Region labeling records
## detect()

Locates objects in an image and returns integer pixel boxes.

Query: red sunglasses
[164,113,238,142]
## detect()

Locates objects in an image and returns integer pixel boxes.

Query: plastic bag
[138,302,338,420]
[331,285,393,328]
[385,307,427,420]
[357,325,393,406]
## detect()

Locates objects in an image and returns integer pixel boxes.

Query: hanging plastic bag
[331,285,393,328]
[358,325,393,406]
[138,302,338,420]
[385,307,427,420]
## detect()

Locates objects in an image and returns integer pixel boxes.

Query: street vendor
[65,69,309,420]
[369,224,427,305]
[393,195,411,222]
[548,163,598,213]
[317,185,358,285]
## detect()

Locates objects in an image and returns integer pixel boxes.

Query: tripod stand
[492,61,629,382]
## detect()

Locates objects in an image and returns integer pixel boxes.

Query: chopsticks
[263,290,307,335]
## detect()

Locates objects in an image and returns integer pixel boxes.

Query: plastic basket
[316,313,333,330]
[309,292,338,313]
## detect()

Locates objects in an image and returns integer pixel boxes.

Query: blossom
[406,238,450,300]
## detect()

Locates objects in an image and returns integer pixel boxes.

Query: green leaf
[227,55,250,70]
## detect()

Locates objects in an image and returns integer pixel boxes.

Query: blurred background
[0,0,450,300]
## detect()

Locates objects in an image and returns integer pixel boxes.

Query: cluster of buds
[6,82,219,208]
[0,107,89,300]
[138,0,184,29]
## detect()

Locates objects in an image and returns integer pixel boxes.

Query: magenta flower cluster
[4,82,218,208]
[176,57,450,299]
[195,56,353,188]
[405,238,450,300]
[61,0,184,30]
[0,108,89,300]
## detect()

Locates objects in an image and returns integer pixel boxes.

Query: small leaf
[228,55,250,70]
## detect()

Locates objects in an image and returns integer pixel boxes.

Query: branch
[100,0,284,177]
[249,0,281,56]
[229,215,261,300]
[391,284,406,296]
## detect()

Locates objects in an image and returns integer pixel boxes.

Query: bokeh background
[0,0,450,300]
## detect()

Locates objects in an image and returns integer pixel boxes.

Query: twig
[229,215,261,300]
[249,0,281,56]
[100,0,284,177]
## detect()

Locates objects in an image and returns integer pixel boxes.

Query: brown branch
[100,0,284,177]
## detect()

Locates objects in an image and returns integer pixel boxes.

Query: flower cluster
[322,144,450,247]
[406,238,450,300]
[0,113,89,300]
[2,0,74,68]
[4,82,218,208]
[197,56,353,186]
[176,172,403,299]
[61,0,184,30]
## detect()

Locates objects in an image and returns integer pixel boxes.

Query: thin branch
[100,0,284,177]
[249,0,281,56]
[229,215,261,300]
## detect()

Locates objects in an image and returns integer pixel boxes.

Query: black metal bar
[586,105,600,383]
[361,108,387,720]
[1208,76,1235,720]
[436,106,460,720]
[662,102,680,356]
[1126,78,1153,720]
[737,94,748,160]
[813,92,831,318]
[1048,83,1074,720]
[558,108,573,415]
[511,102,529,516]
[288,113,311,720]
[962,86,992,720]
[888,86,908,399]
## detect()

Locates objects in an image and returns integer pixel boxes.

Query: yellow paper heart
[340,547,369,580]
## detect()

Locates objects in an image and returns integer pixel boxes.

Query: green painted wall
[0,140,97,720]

## Directions:
Copy the listing verbatim, beginning at its first line and ending with the line that contains "[138,0,184,29]", inclusive.

## Written solution:
## detect()

Locates objects in an image and returns integer pixel boxes.

Query: red sunglasses
[164,113,238,142]
## detect()

Locates objects in an image and returns integer pixel boxes.

Query: plastic bag
[138,302,338,420]
[331,285,393,328]
[385,307,427,420]
[357,325,393,406]
## detect()

Locates objects in an image and returns integer pixel boxes.

Query: hanging plastic bag
[331,285,393,328]
[358,325,393,406]
[138,302,338,420]
[385,307,427,420]
## detect()

Locates objects in an image and returns integer pixel boxes.

Query: street vendor
[65,69,309,420]
[369,224,427,305]
[393,195,411,222]
[548,163,598,213]
[317,185,358,285]
## detect()

Locates objects in an image and returns integer pixel boxes.

Query: tripod stand
[492,61,629,382]
## detect()

Locates objects in an image and returns integer pixel boxes.

Query: chopsticks
[263,290,307,335]
## detect()

Locates objects in an image and returns integer pixel boxes.

Query: plastic basket
[316,313,333,330]
[309,292,338,313]
## detect()

Locates objects in an image and returns integer pixel boxes.

Query: blossom
[406,238,450,300]
## detect()

Locates objects in an image and returns integer pixel boxes.

Query: green leaf
[227,55,250,70]
## detect()

Locates objects in an image and returns integer pixel boxes.

Query: blurred background
[0,0,450,300]
## detect()

Locates objects in an image and returns integer pixel boxes.

Query: cluster of buds
[6,82,219,208]
[0,107,89,300]
[138,0,184,29]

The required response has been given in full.